▸ EXERCISE AIM
Update the lines below by swapping every "valance" for "curtain", keeping everything else the same.

▸ Some records
**********

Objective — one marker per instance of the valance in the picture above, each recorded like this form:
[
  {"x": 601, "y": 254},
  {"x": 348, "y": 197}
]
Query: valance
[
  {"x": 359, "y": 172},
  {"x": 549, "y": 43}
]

**********

▸ RESPONSE TO THIS EXERCISE
Objective — one marker per instance of the curtain in the picture above, each recorded like this form:
[
  {"x": 601, "y": 254},
  {"x": 348, "y": 197}
]
Query: curtain
[
  {"x": 359, "y": 172},
  {"x": 549, "y": 43}
]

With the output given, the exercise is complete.